**WHAT YOU ARE ASKED TO DO:** Rewrite the listing below as a Markdown table with the columns "Row" and "Line," giving each line its own numbered row and leaving out blank lines. Include only the lines from the one containing "Kindly mark the innermost point of each instance of the short" through the end of the listing.

Dataset entries
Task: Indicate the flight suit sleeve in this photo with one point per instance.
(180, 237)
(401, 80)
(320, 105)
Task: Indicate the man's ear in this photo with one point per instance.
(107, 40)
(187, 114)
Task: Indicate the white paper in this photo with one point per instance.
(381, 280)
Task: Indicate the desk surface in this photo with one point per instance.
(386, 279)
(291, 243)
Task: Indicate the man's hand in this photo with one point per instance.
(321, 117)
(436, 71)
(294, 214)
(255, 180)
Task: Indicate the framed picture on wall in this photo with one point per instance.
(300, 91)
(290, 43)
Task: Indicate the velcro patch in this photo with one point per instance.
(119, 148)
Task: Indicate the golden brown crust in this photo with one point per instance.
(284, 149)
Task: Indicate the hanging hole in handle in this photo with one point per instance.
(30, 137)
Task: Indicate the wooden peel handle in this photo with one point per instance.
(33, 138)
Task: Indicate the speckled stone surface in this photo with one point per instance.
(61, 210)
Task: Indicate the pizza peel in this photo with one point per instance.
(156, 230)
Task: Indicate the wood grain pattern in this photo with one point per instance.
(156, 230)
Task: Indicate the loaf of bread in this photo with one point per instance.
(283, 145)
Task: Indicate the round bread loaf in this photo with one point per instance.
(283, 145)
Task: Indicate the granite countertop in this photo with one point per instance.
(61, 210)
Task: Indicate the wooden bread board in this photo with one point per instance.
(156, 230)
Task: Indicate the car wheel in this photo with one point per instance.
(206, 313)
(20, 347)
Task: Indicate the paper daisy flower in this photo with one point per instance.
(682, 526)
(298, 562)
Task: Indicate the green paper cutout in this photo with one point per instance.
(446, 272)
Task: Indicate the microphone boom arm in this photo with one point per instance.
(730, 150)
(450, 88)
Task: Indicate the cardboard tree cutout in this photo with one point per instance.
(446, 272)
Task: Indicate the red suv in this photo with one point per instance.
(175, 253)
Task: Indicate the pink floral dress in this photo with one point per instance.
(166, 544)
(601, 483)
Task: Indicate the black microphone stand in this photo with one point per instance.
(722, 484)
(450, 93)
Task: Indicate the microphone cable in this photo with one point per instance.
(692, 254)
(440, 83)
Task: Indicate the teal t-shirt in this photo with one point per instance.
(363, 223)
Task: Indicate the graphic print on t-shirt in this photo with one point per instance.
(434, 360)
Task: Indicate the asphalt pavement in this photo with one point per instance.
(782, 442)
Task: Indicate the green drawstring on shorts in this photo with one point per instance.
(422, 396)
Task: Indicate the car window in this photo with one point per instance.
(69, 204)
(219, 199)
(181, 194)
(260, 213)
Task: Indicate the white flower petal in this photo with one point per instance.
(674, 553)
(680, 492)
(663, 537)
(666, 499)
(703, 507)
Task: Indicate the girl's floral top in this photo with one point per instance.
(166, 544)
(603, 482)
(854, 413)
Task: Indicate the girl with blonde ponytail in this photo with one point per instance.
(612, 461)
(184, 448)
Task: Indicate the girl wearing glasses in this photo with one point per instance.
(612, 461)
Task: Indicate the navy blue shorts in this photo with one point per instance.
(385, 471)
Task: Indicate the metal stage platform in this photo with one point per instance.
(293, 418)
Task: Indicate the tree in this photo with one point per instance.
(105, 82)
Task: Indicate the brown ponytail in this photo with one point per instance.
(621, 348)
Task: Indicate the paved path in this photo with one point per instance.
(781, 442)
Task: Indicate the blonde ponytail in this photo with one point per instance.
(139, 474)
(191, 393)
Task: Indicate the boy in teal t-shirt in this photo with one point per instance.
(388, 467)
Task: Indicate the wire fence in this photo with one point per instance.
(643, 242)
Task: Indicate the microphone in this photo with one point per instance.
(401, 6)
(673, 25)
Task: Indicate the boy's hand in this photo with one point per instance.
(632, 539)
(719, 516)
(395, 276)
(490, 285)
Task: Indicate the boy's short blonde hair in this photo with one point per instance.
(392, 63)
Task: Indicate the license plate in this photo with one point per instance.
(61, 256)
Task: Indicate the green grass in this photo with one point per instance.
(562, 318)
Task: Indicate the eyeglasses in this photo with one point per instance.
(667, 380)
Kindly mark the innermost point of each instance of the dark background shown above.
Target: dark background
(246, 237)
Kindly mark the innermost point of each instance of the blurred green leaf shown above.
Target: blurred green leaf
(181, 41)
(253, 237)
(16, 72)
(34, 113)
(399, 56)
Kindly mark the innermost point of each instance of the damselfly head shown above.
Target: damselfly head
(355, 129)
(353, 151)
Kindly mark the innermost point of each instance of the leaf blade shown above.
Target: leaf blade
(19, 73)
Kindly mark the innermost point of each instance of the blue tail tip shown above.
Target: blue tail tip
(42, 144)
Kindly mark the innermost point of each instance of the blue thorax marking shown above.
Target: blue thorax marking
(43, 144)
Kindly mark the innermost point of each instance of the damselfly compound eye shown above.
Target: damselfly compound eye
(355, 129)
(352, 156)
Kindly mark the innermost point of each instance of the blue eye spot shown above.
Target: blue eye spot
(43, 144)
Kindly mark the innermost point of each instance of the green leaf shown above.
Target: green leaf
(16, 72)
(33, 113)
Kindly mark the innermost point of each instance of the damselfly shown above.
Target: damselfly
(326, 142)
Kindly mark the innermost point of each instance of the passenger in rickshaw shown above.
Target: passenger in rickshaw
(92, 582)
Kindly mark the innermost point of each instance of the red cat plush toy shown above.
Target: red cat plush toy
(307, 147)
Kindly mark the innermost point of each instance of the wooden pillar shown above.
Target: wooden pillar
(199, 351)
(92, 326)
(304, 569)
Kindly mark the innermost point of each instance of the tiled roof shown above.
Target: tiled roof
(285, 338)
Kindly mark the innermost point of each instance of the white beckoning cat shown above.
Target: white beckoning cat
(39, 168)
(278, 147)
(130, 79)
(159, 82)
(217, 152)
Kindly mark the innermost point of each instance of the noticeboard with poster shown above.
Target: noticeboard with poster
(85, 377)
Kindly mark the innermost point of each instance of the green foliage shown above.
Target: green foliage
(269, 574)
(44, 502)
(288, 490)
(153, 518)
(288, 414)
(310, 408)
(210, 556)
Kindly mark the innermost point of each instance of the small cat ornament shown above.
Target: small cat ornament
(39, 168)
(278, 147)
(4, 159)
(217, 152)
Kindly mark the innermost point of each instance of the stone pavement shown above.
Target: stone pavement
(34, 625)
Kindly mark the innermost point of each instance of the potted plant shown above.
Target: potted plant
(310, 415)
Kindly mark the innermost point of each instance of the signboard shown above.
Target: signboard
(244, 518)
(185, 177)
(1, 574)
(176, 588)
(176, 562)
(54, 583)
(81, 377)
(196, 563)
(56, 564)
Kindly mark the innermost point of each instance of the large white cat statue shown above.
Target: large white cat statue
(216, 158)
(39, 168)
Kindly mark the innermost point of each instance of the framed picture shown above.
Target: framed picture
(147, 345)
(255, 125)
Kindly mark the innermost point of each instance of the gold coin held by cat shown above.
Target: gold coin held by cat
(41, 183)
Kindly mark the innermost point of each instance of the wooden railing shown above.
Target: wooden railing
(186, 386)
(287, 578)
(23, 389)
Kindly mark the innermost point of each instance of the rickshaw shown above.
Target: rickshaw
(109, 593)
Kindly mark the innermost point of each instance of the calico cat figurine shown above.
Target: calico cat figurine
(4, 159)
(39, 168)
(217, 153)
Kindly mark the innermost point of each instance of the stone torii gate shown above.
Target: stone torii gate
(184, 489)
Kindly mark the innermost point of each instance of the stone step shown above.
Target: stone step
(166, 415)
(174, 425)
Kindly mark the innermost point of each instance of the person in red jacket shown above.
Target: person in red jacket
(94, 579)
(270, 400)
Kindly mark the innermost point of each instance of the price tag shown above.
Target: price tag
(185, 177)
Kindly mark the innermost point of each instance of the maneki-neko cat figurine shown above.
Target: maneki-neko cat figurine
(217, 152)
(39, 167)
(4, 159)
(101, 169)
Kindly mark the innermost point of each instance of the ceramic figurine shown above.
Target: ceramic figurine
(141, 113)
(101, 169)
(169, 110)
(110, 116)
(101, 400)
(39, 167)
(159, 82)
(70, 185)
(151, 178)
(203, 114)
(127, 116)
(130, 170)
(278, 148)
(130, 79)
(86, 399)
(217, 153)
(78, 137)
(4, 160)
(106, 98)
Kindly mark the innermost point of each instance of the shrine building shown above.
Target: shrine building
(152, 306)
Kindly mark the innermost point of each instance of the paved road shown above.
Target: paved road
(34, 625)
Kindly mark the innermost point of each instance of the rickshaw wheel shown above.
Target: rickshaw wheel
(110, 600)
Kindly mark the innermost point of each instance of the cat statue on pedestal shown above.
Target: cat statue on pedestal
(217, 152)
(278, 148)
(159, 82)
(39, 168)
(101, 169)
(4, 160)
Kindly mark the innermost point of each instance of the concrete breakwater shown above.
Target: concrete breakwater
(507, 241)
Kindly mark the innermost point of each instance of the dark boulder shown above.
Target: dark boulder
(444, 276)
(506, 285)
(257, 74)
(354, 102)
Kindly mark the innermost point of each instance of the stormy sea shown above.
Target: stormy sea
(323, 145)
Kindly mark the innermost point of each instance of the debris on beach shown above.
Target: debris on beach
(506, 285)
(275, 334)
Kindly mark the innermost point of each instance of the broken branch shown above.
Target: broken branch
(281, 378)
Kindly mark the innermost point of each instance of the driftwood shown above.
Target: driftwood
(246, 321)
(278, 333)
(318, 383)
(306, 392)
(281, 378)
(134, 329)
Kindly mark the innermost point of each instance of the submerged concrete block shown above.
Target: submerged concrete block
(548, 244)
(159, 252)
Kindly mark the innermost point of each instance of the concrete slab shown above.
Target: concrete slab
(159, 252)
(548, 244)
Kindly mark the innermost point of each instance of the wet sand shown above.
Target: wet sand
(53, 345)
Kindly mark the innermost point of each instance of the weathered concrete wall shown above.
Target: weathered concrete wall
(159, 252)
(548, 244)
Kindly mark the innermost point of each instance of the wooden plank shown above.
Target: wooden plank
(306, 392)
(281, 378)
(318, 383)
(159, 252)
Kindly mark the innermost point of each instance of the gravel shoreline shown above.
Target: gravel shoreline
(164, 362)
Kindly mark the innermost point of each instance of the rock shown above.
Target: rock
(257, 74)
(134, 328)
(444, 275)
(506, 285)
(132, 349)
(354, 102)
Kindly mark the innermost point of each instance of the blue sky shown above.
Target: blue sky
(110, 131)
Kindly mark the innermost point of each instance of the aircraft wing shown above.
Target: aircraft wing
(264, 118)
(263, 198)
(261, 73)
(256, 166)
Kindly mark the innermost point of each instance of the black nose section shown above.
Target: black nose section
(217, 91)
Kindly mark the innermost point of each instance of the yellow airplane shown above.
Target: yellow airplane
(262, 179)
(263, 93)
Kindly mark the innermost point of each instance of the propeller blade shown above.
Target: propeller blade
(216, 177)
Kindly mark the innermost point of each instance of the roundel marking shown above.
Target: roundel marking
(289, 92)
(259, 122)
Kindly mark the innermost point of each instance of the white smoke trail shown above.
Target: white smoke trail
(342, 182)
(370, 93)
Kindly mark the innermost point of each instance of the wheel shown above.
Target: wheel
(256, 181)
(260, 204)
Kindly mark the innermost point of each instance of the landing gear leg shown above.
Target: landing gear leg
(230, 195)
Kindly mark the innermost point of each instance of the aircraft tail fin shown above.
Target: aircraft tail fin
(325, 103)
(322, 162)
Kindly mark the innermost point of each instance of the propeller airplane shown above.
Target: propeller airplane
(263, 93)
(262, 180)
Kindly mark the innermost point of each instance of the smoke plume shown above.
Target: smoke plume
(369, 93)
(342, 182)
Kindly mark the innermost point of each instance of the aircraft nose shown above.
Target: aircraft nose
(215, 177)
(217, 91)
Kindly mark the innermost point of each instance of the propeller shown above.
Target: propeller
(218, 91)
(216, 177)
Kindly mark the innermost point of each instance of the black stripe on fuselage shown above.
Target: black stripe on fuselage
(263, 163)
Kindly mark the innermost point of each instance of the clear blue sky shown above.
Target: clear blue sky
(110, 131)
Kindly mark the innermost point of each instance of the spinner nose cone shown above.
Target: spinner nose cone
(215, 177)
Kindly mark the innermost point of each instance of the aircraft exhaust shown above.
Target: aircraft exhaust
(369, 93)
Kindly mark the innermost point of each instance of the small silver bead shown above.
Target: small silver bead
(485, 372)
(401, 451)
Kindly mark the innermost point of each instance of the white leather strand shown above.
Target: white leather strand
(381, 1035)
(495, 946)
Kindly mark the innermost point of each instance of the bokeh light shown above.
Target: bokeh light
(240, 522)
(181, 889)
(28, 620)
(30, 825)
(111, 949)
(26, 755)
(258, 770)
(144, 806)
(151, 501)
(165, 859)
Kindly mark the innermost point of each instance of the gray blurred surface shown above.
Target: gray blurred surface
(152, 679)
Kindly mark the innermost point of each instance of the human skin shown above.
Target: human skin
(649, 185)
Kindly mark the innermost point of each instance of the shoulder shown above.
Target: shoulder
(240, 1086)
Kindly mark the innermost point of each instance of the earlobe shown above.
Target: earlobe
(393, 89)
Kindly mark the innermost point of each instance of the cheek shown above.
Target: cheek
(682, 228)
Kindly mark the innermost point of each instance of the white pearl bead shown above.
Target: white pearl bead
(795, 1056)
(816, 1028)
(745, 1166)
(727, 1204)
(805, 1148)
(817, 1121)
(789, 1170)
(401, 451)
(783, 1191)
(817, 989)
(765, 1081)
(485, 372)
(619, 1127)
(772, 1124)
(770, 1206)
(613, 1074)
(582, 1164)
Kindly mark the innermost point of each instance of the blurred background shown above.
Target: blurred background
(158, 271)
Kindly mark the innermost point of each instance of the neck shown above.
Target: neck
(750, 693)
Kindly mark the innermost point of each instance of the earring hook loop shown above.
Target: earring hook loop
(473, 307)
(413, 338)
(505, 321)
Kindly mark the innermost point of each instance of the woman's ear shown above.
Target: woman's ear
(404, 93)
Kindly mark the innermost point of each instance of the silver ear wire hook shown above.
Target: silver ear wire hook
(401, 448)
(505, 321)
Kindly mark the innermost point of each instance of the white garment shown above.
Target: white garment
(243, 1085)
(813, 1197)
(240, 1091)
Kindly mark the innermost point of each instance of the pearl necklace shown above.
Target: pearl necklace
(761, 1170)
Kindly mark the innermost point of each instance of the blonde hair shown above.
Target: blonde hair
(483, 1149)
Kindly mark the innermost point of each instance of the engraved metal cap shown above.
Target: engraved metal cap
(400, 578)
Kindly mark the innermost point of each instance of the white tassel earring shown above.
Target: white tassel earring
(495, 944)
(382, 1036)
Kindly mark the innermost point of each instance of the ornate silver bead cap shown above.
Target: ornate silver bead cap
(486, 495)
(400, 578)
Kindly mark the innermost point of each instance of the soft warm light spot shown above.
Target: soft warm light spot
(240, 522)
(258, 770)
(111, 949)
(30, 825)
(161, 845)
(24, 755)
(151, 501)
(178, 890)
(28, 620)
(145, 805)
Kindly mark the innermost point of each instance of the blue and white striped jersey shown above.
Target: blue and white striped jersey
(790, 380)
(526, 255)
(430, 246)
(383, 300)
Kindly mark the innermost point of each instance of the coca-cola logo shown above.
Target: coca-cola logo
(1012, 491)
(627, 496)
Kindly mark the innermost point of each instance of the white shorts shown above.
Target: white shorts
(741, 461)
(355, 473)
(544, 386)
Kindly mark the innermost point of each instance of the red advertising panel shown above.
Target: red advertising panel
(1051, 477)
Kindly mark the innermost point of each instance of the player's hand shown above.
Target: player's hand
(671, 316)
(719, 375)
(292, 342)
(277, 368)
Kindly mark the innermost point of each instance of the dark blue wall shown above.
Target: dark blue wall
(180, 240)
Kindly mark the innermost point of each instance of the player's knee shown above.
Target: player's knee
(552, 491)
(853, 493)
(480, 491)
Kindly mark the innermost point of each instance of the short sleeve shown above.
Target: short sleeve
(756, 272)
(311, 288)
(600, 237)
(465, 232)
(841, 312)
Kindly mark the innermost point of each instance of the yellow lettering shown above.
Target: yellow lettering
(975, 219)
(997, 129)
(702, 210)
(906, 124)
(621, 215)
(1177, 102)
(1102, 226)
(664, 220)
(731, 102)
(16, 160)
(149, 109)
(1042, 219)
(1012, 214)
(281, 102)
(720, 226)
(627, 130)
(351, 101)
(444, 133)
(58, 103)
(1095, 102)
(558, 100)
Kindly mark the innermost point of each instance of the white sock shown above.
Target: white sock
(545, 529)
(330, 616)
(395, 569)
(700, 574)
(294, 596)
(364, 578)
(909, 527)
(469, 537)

**RESPONSE FOR THIS EXERCISE:**
| Row | Line |
|---|---|
| 1 | Kindly mark the innermost point of each instance of the short sleeve shown above. |
| 2 | Target: short sleeve |
| 3 | (756, 272) |
| 4 | (311, 288) |
| 5 | (600, 237) |
| 6 | (465, 232) |
| 7 | (841, 312) |
| 8 | Kindly mark the innermost point of each instance of the yellow lettering shown above. |
| 9 | Target: yellow lettering |
| 10 | (975, 219) |
| 11 | (997, 129) |
| 12 | (702, 210) |
| 13 | (906, 124) |
| 14 | (621, 215) |
| 15 | (1177, 102) |
| 16 | (1102, 226) |
| 17 | (664, 220) |
| 18 | (731, 102) |
| 19 | (16, 160) |
| 20 | (149, 109) |
| 21 | (1042, 219) |
| 22 | (1012, 214) |
| 23 | (281, 102) |
| 24 | (720, 226) |
| 25 | (627, 130) |
| 26 | (351, 101) |
| 27 | (444, 133) |
| 28 | (58, 103) |
| 29 | (1095, 102) |
| 30 | (558, 100) |
| 31 | Kindly mark the innermost point of each instance of the white sock shown above. |
| 32 | Target: white sock |
| 33 | (545, 529) |
| 34 | (330, 616) |
| 35 | (395, 569) |
| 36 | (700, 574) |
| 37 | (294, 596) |
| 38 | (364, 578) |
| 39 | (909, 527) |
| 40 | (469, 537) |